Exercise task | Rewrite the data below, substituting "pitted" for every "porous" and leaving everything else unchanged. Omit the pictures from your answer.

Supplied records |

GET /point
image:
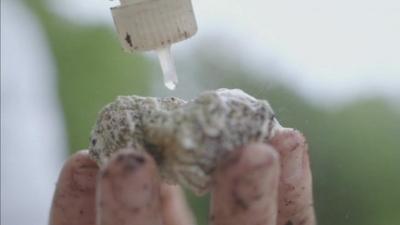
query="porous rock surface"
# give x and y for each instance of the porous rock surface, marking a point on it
(186, 139)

Final result |
GET /point
image:
query="pitted rock surface"
# give x and y for each instance of the pitted rock surface, marking a point on it
(186, 139)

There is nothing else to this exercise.